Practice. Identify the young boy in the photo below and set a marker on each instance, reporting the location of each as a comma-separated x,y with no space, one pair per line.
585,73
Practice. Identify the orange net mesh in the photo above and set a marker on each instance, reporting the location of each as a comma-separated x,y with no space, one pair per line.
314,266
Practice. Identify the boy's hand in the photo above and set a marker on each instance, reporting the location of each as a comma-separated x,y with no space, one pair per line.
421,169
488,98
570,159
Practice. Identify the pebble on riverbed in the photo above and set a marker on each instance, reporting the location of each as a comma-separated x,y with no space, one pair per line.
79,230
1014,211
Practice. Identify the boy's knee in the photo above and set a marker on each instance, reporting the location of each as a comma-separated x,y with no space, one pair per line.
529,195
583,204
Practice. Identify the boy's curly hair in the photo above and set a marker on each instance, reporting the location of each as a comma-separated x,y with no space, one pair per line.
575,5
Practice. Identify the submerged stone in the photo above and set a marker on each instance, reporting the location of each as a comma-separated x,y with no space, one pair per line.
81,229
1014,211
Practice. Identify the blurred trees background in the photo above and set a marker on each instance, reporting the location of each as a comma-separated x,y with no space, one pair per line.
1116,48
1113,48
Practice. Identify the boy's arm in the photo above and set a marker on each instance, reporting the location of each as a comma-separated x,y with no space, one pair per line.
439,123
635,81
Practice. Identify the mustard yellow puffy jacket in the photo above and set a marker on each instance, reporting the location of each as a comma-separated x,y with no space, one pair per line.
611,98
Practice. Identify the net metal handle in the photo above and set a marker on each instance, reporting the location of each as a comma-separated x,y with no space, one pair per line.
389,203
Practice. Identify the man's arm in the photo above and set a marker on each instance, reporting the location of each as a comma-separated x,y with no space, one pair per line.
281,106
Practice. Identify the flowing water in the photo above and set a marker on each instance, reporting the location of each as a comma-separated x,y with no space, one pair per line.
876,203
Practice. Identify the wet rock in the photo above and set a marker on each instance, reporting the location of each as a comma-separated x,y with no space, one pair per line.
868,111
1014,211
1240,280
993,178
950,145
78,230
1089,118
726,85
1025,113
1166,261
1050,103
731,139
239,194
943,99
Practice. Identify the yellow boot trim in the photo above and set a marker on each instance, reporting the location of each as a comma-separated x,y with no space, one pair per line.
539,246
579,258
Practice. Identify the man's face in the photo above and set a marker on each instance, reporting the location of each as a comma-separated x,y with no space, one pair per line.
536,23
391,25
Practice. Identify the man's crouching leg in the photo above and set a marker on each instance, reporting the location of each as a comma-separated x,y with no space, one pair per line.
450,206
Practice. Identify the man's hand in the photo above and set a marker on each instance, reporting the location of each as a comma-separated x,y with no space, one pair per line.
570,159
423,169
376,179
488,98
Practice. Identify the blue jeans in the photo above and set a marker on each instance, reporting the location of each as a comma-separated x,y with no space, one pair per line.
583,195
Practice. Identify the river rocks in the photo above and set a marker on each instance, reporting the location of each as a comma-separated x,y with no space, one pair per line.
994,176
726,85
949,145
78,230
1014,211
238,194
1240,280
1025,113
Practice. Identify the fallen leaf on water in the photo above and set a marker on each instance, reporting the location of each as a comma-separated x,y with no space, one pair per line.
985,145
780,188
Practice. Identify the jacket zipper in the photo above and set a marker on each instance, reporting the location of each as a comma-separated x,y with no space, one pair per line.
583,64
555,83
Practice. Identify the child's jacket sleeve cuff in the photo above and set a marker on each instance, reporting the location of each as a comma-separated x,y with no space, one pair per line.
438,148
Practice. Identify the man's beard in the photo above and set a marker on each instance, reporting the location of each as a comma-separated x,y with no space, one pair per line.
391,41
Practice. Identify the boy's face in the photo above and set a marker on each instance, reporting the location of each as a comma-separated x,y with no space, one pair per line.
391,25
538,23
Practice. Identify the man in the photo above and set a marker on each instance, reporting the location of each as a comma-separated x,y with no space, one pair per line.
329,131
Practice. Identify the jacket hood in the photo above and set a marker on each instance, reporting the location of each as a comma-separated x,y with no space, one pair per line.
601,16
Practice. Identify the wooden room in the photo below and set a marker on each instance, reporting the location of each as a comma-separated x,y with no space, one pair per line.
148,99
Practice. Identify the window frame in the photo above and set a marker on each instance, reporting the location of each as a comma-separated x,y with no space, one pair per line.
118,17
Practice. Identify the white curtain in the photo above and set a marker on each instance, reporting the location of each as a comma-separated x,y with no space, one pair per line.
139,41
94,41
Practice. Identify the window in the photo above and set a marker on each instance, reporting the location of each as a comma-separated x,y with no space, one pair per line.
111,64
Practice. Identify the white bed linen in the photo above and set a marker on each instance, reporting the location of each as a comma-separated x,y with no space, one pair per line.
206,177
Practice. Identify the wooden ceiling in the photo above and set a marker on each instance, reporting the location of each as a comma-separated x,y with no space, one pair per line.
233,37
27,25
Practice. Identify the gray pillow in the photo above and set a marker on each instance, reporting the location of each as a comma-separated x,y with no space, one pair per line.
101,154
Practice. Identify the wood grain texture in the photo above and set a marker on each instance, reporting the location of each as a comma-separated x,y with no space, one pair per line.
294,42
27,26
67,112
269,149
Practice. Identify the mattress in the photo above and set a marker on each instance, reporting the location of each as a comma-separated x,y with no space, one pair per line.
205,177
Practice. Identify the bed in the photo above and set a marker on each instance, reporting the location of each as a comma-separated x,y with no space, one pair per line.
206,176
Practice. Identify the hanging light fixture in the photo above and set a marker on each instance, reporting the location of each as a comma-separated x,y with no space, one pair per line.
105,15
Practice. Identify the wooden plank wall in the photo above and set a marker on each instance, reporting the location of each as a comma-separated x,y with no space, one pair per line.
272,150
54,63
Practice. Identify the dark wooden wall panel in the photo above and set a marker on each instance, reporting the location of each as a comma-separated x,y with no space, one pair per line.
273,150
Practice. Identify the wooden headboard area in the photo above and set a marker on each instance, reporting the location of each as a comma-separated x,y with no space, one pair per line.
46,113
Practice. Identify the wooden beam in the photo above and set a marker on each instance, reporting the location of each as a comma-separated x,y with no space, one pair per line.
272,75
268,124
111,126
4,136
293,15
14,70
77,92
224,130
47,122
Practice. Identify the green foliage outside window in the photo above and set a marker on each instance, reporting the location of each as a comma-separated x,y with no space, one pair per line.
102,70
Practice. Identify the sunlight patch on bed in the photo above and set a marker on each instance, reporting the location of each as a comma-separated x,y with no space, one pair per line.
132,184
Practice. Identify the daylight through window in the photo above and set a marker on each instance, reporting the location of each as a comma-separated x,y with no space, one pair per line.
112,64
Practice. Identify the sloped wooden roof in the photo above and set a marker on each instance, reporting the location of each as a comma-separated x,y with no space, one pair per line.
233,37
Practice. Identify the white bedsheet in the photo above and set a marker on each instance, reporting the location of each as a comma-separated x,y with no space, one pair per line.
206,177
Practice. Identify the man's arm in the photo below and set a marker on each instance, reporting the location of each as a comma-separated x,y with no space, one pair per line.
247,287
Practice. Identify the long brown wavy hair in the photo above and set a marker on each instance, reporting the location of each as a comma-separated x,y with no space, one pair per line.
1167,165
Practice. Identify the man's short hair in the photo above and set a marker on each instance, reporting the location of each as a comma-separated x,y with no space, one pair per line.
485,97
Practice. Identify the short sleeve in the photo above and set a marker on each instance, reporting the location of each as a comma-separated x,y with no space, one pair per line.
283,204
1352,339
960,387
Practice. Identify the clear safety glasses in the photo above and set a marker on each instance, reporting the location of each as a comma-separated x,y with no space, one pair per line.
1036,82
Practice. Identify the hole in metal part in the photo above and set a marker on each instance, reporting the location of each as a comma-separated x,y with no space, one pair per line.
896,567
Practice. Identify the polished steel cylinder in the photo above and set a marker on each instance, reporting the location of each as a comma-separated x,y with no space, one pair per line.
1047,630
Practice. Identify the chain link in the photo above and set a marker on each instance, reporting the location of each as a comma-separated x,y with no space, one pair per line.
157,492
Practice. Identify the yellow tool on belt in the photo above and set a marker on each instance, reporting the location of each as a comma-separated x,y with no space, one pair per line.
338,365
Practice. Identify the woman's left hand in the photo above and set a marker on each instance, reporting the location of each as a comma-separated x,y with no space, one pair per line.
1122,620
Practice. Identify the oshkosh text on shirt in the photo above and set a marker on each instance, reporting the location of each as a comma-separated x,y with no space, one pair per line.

_Problem to solve_
Each line from the one with "Practice. Identify the man's short" through the last line of the records must be written out word for word. Include nothing else.

_Full output_
Practice. Identify the man's short hair in the photo above and set a marker on each instance, reporting the location of each as a comma-separated x,y with no space, one pair per line.
485,97
Practice. Identify the short sleeve in the photo above and set a marker on each instance, reporting the location of each as a comma-separated x,y with no space, one pair per line.
283,204
1352,339
960,387
Practice. Identify the clear safety glasses in the photo above and set a marker on each instance, reporting the location of each as a comma-separated x,y with no space, one pair per line.
1036,82
Practice. Identify the hole in metal part in the photo above and set a marker on each instance, reporting the location of each as a comma-separated x,y with no space, one pair per line.
896,567
Practice. Identify the polished steel cylinder in the photo above and set a marker on each instance, reporting the location of each as a comma-separated x,y with no space, one pair per line.
1047,630
Practice. Identify the chain link in the photo above and set a marker on each instance, reporting the location of each as a comma-separated x,y with no space, one pair per line.
157,492
Practice. Identify the yellow tool on belt in the photo above and set a marker on each instance, reporting the location of each as a comma-separated x,y with no space, one pair per line.
338,365
Practice. Identify the woman's left hand in the photo above and set a marker on each instance, reporting the location of each as a comma-separated x,y with no space, one pair per line.
1122,620
Practice. Identify the oshkosh text on shirt in the photo above and set a marker on each instance, reporting the location of each as a comma-separated x,y with no space, one pair per line.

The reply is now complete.